*** PROVIDED DATA Section Begins ***

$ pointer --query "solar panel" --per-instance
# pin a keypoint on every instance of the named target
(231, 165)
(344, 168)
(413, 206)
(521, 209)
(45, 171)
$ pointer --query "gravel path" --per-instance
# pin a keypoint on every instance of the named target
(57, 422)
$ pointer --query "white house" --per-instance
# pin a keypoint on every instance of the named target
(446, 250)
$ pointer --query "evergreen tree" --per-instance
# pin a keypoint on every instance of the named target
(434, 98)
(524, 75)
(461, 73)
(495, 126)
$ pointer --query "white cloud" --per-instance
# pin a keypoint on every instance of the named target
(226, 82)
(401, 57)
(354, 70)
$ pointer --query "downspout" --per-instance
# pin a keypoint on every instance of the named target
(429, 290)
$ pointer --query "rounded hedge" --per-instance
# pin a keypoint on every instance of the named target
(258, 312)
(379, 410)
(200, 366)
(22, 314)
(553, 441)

*** PROVIDED DATA Section Ends ***

When transcribing the data, keep every line exactly as it is.

[REPLY TO THE TASK]
$ pointer --query "solar panel" --per-instance
# pin a keypoint on every instance of the named target
(231, 165)
(344, 168)
(413, 206)
(521, 209)
(45, 171)
$ pointer --query "gravel path" --per-instance
# pin a keypoint on every instance of the named target
(57, 422)
$ pointer --query "white house" --per-instance
# pin a keypoint on every instance of the named target
(446, 250)
$ pointer --query "evergreen tree" --per-instance
# pin a keypoint on every instance of the named target
(434, 98)
(524, 75)
(461, 73)
(495, 126)
$ pointer --query "white cloud" --per-instance
# pin a keypoint on every instance of the named target
(226, 82)
(401, 57)
(354, 70)
$ pointer --query "downspout" --per-instance
# pin a keypoint on every instance of the named target
(429, 290)
$ pointer --query "rounded hedge" --per-instance
# pin a keypoint on every instance of the named target
(258, 312)
(379, 410)
(200, 366)
(22, 314)
(553, 441)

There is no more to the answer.